### GOAL
Starting with the line that contains "Return one point per instance of the tree, formatted", write out each line through the end of the listing, unchanged. Output nothing else.

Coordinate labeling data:
┄┄┄┄┄┄┄┄┄┄

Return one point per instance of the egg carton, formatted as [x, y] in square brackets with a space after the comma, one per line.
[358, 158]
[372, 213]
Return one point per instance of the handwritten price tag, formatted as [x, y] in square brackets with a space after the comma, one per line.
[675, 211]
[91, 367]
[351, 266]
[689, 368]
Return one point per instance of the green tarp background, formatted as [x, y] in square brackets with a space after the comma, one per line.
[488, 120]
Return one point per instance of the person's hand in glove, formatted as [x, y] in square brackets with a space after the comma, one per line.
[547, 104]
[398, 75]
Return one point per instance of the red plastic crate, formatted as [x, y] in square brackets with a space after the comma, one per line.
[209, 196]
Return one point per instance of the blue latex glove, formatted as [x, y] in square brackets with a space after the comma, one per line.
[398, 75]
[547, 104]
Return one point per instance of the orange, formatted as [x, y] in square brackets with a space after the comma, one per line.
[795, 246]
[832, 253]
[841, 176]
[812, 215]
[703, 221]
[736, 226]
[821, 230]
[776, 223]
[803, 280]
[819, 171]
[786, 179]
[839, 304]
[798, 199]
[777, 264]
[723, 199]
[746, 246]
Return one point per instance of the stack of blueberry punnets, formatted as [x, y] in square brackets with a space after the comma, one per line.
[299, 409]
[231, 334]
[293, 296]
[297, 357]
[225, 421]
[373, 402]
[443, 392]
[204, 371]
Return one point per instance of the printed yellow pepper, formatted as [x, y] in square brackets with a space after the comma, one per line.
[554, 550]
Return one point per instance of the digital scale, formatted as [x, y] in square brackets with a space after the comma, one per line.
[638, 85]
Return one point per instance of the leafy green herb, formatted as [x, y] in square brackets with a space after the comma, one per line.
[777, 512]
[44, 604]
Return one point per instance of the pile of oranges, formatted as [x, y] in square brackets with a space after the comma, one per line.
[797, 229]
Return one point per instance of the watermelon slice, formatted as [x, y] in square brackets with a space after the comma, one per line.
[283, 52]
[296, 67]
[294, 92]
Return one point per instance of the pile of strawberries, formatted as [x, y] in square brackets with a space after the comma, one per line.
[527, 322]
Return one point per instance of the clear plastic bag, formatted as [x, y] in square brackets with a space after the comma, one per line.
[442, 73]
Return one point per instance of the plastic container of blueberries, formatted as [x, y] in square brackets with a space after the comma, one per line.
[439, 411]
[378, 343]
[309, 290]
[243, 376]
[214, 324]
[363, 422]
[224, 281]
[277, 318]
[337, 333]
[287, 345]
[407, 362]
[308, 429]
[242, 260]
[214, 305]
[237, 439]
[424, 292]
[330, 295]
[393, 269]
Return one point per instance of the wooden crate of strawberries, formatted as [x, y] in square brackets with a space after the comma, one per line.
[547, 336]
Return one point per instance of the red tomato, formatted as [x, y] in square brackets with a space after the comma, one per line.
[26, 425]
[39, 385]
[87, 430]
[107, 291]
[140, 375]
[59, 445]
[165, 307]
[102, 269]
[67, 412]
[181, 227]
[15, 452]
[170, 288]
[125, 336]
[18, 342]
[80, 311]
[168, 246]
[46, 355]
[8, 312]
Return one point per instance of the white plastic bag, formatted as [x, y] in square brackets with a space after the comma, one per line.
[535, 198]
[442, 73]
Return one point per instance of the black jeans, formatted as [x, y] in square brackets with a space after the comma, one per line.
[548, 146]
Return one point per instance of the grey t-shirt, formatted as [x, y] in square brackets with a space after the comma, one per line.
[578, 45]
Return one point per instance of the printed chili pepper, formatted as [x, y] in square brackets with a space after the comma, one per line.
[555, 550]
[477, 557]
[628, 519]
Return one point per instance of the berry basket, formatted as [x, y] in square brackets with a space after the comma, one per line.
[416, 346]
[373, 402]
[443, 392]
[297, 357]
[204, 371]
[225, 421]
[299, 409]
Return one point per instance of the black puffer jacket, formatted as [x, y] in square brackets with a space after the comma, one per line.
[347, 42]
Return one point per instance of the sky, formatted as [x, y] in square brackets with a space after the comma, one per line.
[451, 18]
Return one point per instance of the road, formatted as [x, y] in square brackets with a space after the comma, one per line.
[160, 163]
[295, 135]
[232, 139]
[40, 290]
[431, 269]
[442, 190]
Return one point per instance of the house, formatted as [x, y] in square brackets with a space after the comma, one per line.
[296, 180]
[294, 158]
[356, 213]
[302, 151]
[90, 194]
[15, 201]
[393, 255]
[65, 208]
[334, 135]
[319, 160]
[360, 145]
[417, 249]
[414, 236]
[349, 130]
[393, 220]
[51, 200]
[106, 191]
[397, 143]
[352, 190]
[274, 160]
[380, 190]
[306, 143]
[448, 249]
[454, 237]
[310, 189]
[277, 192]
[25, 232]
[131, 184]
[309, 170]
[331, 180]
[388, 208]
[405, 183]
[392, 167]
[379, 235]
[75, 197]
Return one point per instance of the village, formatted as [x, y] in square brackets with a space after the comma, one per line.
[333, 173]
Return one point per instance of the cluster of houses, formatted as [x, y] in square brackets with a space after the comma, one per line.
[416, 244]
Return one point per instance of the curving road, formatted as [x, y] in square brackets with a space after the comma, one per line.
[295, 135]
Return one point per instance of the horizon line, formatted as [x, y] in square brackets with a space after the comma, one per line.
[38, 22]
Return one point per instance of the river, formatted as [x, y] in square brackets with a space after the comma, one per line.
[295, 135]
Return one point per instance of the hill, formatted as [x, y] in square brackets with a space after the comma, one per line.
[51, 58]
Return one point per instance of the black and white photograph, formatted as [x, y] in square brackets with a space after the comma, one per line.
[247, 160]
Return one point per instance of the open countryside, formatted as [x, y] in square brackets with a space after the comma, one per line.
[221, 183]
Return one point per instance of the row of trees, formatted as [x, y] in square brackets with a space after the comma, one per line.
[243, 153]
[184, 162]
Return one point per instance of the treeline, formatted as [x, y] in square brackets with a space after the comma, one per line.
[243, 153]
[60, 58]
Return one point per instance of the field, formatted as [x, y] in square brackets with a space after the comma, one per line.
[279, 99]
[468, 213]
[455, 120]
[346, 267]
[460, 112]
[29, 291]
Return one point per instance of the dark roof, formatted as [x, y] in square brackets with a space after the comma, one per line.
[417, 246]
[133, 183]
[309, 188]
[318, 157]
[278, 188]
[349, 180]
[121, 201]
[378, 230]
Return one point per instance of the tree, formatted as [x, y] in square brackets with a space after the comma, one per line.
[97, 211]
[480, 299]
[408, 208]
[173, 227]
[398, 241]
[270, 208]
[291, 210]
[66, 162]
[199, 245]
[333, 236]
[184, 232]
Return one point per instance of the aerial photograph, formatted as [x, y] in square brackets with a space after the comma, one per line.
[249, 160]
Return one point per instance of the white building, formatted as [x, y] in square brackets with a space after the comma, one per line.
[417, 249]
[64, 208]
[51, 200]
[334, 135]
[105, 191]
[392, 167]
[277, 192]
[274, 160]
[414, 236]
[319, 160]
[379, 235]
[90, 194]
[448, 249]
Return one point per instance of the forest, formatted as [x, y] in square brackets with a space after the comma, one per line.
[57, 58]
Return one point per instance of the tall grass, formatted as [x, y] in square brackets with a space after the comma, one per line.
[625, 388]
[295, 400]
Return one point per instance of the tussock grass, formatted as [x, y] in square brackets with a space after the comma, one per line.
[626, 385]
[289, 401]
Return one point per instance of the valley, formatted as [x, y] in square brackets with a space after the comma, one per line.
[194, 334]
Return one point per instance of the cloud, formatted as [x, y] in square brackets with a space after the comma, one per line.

┄┄┄┄┄┄┄┄┄┄

### WORKED SOLUTION
Return one point per instance of the tree, formatted as [x, y] in square brackets with a space after the comma, one per line.
[97, 211]
[480, 299]
[408, 208]
[173, 227]
[398, 241]
[270, 208]
[291, 210]
[66, 162]
[199, 245]
[333, 236]
[184, 232]
Return one point per instance of the aerial photograph, formatted as [x, y] in square brackets with a space after the comma, one per line.
[249, 160]
Return one point per instance of the white building, formatted as [x, y] in square brackets with a space after the comma, one per line.
[417, 249]
[64, 208]
[51, 200]
[334, 135]
[105, 191]
[392, 167]
[277, 192]
[274, 160]
[414, 236]
[319, 160]
[379, 235]
[90, 194]
[448, 249]
Return one point per instance of the forest, formatted as [x, y] in square brackets with a space after the comma, one per line.
[57, 58]
Return one point per instance of the tall grass, formatted as [x, y] in square brackets with a space after the comma, one per line.
[625, 388]
[295, 400]
Return one point per instance of the tussock grass, formatted as [x, y] in square brackets with a space after the comma, one per line.
[626, 385]
[289, 401]
Return one point per instance of the valley, formatted as [x, y] in square brackets with a space after the comma, one per line.
[194, 334]
Return one point per instance of the cloud, formatted as [x, y] in square brackets with a space after the comma, one per line.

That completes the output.